During that time, Japan rapidly began experimenting with the technology and culture of the West. Perry even brought Western food to offer the officials who made the end of isolationism official: wine, beef steaks, and mutton especially were revelations to these diplomats. As Japan’s government attempted to improve the physique of its citizens, they encouraged people to eat meat. At diplomatic functions, French food was often served, which was seen as an official endorsement of foreign food.

Still, many Japanese people were uncomfortable with eating meat. In Yokohama, a large port city where many foreigners lived, and the birthplace of a yoshoku beef stew known as “gyuu nabe,” mixing Japanese ingredients into Western foods helped the popularity of yoshoku along. Adding miso sauce to the gyuu nabe helped it become palatable to Japanese people. Another example is the veal cutlet: originally pan fried with butter in the French style, this meal did not appeal to early Japanese consumers of yoshoku, who were unfamiliar with butter. One chef hit on the idea of using the same deep-frying technique used for tempura, a native Japanese cuisine, to fry meat cutlets. The result, a fried pork cutlet known in Japan as “ton katsu,” remains extremely popular today. Many consider these yoshoku experiments an illustration of Japan’s tendency to accept imports from other countries, but to also adapt these imports and redefine them in a Japanese context.

Since the Great Kanto Earthquake in 1923 destroyed so much of Eastern Japan, the newly rebuilt cities included many more yoshoku restaurants, and the fashion for Westernization only increased. Although yoshoku was not often cooked at home during that time, after World War II, Occupation forces promoted eating yoshoku for health and strength. When this was coupled with the economic boom of the 1950s, which made Western appliances available, brought television cooking shows into the home, and increased leisure time as well as disposable income for Japanese people, yoshoku became very popular to cook at home.

Yoshoku versions of food are often very different from the originals on which they were based. Japanese curry, for instance, is rarely spicy and sometimes even sweetened with honey, apple, or yogurt. In Japanese spaghetti, noodles are often cut short so that they are easier to eat with chopsticks. Pizza often sports corn, mayonnaise, or shrimp as toppings. However, these days many more Japanese people have the opportunity to travel abroad, and Japanese cities are becoming more cosmopolitan and international all the time. Tasty, authentic, foreign food can be found in many places in Japan, but yoshoku is a separate cuisine entirely, the hybrid result of necessity and experimentation that can only be found in Japan.

▶ Material supplied:
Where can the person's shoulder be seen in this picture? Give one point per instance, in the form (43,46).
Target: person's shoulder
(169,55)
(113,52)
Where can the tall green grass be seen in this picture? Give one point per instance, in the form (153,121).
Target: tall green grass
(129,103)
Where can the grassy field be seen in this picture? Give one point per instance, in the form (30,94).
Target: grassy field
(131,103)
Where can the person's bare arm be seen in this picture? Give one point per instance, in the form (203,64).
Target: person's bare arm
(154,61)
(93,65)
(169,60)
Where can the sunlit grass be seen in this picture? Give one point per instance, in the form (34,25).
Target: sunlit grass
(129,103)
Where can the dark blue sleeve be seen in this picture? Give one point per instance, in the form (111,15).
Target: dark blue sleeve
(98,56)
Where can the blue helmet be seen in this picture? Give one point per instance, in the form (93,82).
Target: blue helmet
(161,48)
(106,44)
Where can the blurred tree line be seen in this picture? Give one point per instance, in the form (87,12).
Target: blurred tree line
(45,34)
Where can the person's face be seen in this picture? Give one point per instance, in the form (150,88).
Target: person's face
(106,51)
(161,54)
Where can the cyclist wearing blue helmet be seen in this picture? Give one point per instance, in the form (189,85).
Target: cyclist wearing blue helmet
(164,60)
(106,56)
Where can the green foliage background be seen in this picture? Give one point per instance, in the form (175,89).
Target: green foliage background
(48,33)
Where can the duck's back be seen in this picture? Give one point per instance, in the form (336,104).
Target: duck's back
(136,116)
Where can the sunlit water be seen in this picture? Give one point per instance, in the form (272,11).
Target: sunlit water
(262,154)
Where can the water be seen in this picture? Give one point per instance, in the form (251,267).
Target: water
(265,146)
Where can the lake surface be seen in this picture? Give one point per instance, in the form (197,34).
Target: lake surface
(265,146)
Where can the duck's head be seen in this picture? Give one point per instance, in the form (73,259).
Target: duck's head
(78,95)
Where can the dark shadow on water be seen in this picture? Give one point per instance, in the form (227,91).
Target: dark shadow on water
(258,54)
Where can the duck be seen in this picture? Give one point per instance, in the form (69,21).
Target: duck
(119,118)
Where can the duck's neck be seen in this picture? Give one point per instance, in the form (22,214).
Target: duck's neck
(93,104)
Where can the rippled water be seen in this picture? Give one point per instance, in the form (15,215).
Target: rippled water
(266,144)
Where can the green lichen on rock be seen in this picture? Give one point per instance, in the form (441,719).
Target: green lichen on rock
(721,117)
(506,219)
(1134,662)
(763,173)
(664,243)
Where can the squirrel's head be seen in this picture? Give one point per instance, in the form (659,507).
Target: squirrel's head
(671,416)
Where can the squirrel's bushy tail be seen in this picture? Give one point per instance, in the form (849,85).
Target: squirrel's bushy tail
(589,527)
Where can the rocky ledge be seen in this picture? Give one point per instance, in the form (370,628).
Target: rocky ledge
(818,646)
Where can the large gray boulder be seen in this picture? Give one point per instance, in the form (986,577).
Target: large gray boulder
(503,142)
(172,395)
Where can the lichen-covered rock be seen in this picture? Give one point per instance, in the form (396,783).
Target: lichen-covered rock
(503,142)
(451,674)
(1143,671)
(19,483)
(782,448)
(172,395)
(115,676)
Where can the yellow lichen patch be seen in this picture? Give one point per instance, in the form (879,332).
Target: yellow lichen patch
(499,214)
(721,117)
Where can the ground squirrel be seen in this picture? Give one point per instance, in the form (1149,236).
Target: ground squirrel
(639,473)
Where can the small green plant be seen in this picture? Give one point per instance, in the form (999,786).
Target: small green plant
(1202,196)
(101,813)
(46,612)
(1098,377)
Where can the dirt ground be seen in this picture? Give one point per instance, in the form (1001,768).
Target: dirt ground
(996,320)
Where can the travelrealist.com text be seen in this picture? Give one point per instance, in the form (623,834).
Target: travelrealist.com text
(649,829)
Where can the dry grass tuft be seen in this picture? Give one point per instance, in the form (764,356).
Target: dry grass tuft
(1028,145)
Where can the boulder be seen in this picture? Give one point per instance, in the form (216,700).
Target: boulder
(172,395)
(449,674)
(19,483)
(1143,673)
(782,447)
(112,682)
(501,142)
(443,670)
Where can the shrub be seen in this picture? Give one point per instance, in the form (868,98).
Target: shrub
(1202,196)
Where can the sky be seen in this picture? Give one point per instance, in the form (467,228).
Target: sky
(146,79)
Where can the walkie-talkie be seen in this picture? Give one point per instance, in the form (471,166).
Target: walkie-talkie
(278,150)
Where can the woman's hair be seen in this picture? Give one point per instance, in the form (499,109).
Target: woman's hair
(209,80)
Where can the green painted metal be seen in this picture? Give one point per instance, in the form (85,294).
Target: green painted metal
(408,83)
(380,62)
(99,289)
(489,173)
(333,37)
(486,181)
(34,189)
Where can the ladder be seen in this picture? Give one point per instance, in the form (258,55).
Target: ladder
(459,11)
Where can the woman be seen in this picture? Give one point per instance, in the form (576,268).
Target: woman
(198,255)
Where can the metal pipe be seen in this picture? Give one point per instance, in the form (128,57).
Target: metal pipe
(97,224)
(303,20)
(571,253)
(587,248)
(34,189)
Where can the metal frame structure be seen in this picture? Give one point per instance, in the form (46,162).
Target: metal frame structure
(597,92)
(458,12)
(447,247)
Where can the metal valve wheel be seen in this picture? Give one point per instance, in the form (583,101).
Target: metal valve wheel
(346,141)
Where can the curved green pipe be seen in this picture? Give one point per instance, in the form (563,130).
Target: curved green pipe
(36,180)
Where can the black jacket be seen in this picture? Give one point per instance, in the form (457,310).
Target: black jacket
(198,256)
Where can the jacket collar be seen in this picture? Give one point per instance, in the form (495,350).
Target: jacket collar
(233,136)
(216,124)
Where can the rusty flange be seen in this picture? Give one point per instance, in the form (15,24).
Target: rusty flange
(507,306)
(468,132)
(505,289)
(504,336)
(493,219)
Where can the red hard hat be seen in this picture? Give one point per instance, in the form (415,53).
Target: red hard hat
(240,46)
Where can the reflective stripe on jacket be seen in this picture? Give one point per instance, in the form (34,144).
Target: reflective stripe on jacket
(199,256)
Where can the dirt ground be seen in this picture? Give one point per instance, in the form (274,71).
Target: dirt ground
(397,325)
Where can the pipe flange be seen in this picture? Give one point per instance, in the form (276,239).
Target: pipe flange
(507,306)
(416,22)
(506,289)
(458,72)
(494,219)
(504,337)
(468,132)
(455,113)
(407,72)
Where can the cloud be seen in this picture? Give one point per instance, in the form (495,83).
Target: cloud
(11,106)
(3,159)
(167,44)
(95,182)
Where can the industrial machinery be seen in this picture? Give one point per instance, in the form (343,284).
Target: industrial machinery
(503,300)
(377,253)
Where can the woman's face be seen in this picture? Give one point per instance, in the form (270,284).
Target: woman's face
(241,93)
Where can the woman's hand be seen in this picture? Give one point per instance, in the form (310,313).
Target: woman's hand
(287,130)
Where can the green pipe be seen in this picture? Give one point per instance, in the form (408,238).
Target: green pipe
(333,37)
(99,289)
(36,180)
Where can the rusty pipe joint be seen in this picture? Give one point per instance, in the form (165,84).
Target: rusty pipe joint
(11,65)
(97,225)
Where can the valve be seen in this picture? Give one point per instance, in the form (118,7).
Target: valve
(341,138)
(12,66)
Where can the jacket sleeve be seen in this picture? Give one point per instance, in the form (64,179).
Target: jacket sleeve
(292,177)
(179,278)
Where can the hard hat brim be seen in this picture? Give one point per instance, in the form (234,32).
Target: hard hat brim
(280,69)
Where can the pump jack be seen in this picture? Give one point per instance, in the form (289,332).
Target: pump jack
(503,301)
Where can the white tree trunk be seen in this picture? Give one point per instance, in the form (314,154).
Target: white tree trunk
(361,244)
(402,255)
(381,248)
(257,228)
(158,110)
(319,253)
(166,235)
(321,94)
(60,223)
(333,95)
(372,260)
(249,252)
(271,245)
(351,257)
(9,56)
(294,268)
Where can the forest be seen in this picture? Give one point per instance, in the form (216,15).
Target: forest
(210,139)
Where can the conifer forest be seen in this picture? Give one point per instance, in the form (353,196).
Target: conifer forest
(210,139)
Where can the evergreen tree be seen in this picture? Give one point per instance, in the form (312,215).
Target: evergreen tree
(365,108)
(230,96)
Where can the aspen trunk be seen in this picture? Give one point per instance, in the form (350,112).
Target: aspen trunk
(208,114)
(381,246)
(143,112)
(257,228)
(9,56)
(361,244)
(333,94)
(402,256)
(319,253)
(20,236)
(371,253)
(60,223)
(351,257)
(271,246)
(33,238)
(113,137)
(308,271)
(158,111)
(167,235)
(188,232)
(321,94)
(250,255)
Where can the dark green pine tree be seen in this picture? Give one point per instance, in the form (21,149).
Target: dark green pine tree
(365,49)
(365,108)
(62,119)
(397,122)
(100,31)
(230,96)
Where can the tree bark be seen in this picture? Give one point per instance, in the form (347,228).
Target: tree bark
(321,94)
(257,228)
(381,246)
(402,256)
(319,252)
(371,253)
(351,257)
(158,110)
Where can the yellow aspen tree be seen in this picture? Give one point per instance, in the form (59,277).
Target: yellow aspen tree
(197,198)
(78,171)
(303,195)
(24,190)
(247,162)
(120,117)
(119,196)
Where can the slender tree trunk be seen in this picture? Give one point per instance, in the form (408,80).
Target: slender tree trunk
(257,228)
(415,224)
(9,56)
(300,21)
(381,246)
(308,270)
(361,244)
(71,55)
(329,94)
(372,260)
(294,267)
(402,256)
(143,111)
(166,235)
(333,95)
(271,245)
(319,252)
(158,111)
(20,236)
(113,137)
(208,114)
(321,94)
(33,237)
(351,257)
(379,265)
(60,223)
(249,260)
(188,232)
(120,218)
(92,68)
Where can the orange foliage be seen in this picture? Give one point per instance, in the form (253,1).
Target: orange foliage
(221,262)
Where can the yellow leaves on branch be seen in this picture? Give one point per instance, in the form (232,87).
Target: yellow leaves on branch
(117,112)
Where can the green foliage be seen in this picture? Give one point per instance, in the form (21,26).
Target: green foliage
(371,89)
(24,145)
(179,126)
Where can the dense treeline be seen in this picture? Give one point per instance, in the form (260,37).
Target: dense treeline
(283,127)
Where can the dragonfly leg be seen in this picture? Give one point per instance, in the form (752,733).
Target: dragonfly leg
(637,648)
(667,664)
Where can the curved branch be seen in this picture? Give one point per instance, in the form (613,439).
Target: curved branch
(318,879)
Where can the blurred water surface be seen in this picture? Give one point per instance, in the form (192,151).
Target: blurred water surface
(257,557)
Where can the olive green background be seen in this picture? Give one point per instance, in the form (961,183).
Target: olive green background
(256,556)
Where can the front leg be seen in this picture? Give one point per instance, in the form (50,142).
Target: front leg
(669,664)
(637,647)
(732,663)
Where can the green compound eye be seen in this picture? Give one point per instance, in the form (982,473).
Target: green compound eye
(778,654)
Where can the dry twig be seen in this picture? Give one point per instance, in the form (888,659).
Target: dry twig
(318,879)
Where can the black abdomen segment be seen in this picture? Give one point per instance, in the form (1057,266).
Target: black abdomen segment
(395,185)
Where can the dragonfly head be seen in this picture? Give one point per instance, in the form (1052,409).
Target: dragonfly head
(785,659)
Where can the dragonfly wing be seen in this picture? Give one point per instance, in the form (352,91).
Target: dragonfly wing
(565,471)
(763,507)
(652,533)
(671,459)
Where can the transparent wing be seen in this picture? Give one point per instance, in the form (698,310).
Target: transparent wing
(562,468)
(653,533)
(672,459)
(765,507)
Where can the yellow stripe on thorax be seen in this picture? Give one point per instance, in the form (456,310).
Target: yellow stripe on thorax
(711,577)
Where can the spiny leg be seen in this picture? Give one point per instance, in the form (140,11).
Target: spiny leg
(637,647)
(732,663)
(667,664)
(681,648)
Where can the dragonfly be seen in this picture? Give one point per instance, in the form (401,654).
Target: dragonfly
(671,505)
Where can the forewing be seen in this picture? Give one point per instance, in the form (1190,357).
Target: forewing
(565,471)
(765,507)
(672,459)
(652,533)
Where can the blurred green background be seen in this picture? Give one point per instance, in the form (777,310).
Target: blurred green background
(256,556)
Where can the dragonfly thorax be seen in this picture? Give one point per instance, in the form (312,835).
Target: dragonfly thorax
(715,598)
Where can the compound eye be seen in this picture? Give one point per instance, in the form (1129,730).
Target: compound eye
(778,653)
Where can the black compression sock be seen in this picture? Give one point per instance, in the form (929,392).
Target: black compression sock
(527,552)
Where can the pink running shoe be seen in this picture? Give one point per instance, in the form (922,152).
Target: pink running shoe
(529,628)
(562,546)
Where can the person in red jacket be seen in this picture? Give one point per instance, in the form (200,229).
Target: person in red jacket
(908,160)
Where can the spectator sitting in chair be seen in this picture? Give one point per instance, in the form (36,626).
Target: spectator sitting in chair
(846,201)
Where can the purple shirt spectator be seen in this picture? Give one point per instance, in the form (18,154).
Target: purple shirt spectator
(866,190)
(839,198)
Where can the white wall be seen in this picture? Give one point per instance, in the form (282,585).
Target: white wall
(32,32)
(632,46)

▶ Written request: In the yoshoku text, which cooking technique did one chef borrow to fry meat cutlets? The records are material of their own and are not part of the yoshoku text.

▶ The result: The deep-frying technique used for tempura.